Copy out each line of the data that includes the string "blue".

BEGIN

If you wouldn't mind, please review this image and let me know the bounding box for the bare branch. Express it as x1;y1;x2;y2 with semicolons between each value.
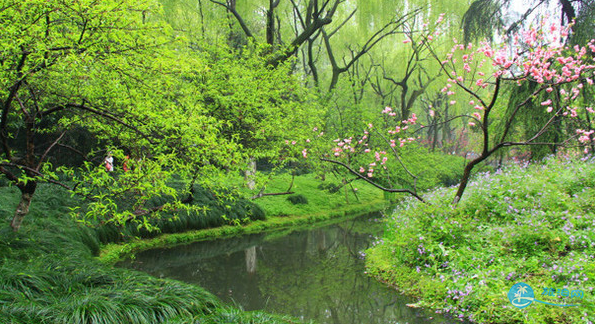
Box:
320;157;426;202
37;131;66;171
251;173;296;199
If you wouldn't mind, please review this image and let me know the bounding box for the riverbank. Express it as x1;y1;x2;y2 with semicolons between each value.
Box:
365;157;595;323
0;173;384;323
99;198;386;264
0;187;310;323
99;172;387;263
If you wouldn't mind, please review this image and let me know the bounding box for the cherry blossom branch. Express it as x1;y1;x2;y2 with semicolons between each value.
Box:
373;128;419;192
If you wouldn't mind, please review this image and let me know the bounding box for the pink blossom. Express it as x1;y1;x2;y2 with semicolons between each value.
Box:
302;149;308;158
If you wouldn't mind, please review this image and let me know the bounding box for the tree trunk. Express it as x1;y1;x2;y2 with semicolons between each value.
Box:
245;157;256;190
452;154;488;204
11;185;36;231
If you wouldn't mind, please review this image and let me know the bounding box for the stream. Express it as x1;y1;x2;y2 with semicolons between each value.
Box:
119;213;465;324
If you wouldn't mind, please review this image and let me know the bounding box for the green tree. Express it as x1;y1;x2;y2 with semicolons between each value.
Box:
194;45;320;189
0;0;239;231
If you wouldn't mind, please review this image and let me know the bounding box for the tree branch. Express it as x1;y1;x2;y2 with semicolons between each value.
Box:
320;157;425;202
209;0;255;40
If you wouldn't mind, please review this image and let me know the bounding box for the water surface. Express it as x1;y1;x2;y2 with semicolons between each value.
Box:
120;214;462;324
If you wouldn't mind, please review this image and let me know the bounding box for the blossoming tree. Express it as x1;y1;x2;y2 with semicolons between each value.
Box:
311;16;595;204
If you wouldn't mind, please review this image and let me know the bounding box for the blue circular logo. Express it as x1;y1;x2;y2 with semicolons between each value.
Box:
508;282;534;309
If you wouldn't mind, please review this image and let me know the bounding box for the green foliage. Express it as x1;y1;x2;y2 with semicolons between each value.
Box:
287;194;309;205
367;157;595;323
318;182;342;194
88;183;266;243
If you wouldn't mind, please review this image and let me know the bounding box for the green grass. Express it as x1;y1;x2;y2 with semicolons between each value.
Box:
366;157;595;323
0;183;317;324
237;172;385;217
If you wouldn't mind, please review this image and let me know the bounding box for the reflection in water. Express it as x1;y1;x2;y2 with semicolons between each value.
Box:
245;246;257;274
120;214;464;324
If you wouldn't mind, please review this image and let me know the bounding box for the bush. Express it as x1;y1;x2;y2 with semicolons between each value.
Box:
287;194;308;205
317;182;342;194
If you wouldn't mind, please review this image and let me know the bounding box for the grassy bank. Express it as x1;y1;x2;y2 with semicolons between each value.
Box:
99;173;386;264
0;173;386;323
366;157;595;323
0;185;309;324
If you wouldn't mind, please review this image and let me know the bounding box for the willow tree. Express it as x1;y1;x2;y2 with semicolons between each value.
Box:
0;0;241;231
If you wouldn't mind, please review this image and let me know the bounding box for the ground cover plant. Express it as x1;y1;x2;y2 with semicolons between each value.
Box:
366;157;595;323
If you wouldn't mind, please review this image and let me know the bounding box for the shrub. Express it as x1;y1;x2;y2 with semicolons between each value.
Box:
287;194;308;205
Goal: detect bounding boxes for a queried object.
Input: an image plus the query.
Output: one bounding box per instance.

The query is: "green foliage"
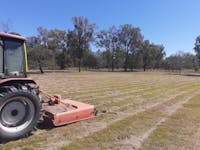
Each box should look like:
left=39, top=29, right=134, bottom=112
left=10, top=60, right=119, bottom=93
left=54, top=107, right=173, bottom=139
left=163, top=52, right=197, bottom=71
left=47, top=29, right=67, bottom=51
left=56, top=51, right=72, bottom=69
left=82, top=51, right=99, bottom=69
left=194, top=35, right=200, bottom=66
left=138, top=40, right=165, bottom=71
left=118, top=24, right=143, bottom=71
left=27, top=46, right=56, bottom=70
left=96, top=26, right=119, bottom=71
left=101, top=50, right=112, bottom=69
left=114, top=49, right=125, bottom=69
left=69, top=16, right=96, bottom=72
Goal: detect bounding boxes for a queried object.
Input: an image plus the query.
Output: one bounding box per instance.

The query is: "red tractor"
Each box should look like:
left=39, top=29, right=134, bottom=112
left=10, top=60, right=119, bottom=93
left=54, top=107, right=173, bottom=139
left=0, top=33, right=96, bottom=141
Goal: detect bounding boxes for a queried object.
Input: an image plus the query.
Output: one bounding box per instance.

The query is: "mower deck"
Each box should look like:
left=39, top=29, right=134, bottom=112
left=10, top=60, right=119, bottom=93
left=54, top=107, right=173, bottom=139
left=43, top=99, right=96, bottom=126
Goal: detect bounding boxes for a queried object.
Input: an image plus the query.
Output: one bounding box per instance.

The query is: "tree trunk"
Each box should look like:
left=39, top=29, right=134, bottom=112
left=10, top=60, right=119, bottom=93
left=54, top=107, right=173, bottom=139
left=124, top=51, right=128, bottom=72
left=143, top=64, right=146, bottom=72
left=112, top=57, right=114, bottom=72
left=131, top=67, right=133, bottom=72
left=124, top=65, right=127, bottom=72
left=39, top=64, right=44, bottom=74
left=78, top=59, right=81, bottom=72
left=38, top=60, right=44, bottom=74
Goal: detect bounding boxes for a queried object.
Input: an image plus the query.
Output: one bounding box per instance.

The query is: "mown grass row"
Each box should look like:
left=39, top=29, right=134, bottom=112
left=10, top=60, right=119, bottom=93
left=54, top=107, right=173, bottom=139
left=81, top=82, right=196, bottom=104
left=56, top=79, right=163, bottom=98
left=141, top=94, right=200, bottom=150
left=34, top=72, right=191, bottom=97
left=50, top=78, right=192, bottom=99
left=96, top=83, right=200, bottom=110
left=60, top=90, right=200, bottom=150
left=85, top=83, right=200, bottom=124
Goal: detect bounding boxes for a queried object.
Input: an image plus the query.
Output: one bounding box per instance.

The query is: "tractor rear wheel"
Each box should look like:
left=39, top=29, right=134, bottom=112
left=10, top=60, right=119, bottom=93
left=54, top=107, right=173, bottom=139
left=0, top=85, right=41, bottom=141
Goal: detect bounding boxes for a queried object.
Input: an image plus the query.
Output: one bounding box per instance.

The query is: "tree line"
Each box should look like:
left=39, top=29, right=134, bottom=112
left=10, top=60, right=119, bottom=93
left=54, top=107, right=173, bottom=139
left=13, top=16, right=199, bottom=72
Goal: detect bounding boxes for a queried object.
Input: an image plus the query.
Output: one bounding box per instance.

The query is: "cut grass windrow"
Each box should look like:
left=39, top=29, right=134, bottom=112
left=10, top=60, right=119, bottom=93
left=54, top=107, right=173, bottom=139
left=59, top=90, right=200, bottom=150
left=83, top=82, right=198, bottom=105
left=140, top=94, right=200, bottom=150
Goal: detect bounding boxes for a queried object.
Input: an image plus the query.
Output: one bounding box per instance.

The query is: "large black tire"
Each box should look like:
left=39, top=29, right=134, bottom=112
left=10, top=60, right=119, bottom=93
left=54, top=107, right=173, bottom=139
left=0, top=84, right=41, bottom=141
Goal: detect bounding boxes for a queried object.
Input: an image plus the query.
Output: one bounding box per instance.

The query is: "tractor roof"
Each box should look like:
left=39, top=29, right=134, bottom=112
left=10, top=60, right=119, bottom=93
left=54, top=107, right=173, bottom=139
left=0, top=32, right=26, bottom=41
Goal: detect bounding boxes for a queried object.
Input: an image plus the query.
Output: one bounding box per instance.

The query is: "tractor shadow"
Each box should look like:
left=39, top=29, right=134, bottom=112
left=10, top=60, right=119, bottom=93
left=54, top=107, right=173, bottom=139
left=181, top=73, right=200, bottom=77
left=0, top=122, right=61, bottom=144
left=165, top=72, right=200, bottom=77
left=0, top=121, right=55, bottom=144
left=37, top=119, right=55, bottom=130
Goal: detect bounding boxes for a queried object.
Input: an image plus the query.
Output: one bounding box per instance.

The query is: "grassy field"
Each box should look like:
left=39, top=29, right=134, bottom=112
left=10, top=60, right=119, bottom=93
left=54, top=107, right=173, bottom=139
left=1, top=71, right=200, bottom=150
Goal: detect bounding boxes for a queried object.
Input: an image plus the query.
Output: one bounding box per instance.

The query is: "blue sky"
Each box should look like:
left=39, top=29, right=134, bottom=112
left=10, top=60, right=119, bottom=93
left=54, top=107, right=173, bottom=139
left=0, top=0, right=199, bottom=56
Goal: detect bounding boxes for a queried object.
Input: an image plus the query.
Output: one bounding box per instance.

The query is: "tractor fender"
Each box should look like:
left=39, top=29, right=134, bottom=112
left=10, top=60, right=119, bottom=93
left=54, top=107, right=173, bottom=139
left=0, top=78, right=37, bottom=86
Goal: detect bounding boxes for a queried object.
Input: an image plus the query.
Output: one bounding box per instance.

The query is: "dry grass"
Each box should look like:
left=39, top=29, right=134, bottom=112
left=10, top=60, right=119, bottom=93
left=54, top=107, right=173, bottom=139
left=1, top=71, right=200, bottom=150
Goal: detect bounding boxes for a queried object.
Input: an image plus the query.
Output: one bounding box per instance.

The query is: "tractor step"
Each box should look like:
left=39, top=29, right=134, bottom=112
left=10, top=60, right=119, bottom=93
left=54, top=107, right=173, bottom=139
left=42, top=97, right=96, bottom=126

END

Result below =
If you wouldn't mind, please review this image and let me know the bounding box for the blue circular logo. Express it as x1;y1;x2;y2 with semicolons between each value.
The query is: "blue sky"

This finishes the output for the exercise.